_GIVEN TASK_
Rewrite all of the records, replacing "Where can you spot" with "Where do you see" and leaving everything else unchanged.

(Records from a collection)
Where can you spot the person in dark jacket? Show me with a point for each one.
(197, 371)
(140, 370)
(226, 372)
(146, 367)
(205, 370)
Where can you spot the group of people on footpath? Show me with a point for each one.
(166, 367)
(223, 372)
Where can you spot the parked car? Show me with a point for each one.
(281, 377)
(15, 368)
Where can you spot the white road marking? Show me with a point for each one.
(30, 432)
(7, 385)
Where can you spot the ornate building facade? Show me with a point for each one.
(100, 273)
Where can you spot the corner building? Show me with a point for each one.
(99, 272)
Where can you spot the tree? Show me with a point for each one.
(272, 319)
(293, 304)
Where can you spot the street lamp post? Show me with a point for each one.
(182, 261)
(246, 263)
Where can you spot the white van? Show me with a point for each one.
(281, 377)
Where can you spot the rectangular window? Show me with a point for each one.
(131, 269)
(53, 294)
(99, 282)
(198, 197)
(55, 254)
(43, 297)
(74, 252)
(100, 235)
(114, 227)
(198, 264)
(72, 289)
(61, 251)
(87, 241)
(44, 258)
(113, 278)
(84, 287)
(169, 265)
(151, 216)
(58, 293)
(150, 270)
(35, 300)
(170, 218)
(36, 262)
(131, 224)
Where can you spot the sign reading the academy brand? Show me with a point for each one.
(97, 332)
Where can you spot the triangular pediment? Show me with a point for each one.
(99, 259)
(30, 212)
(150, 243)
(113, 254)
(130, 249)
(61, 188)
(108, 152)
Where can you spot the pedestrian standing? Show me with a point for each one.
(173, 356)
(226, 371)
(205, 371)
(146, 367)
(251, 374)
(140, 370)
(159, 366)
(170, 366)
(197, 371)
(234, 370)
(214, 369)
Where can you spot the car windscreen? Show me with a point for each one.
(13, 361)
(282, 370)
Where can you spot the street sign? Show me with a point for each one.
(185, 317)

_EXERCISE RESULT_
Where do you see the person in dark jacket? Show me with a point for each one.
(197, 371)
(140, 370)
(226, 372)
(146, 367)
(205, 370)
Where do you see the group of people on footpath? Show me with a point for each one.
(166, 367)
(223, 372)
Where do you see the parked car? Show me with a point for each one.
(281, 377)
(15, 368)
Where do you see the white road marking? Show me with a point for each one.
(30, 432)
(7, 385)
Where do you see the ornate building facade? Show me with a point for each one.
(100, 273)
Where do you see the corner building? Show me with a point for each one.
(99, 272)
Where do you see the tree? Show me with a point for each one.
(272, 319)
(293, 304)
Where do you see the street lamp post? Show me with a point for each one.
(182, 261)
(246, 263)
Where do you see the white van? Show me with a point for each one.
(281, 377)
Where do you see the rectangular window? Show me with a point for each one.
(131, 269)
(53, 294)
(99, 282)
(198, 197)
(55, 254)
(43, 297)
(74, 252)
(100, 235)
(114, 227)
(198, 264)
(72, 289)
(61, 251)
(87, 241)
(44, 258)
(113, 278)
(84, 287)
(169, 265)
(151, 216)
(58, 293)
(150, 270)
(35, 300)
(170, 218)
(36, 262)
(131, 224)
Where do you see the sign reading the academy brand? Show me with a point for each one.
(97, 332)
Where do you see the triangular pediment? Show me with a point for each one.
(99, 259)
(30, 212)
(150, 243)
(113, 254)
(130, 249)
(61, 188)
(108, 152)
Where do you see the pedestrian standing? Show me with a point for each one.
(173, 356)
(226, 371)
(205, 371)
(146, 367)
(251, 374)
(140, 370)
(159, 366)
(170, 366)
(197, 371)
(234, 370)
(214, 369)
Where do you see the car windscreen? Show me with a point for each one.
(13, 361)
(282, 370)
Where do you see the street sign? Show me with a point for each one.
(185, 317)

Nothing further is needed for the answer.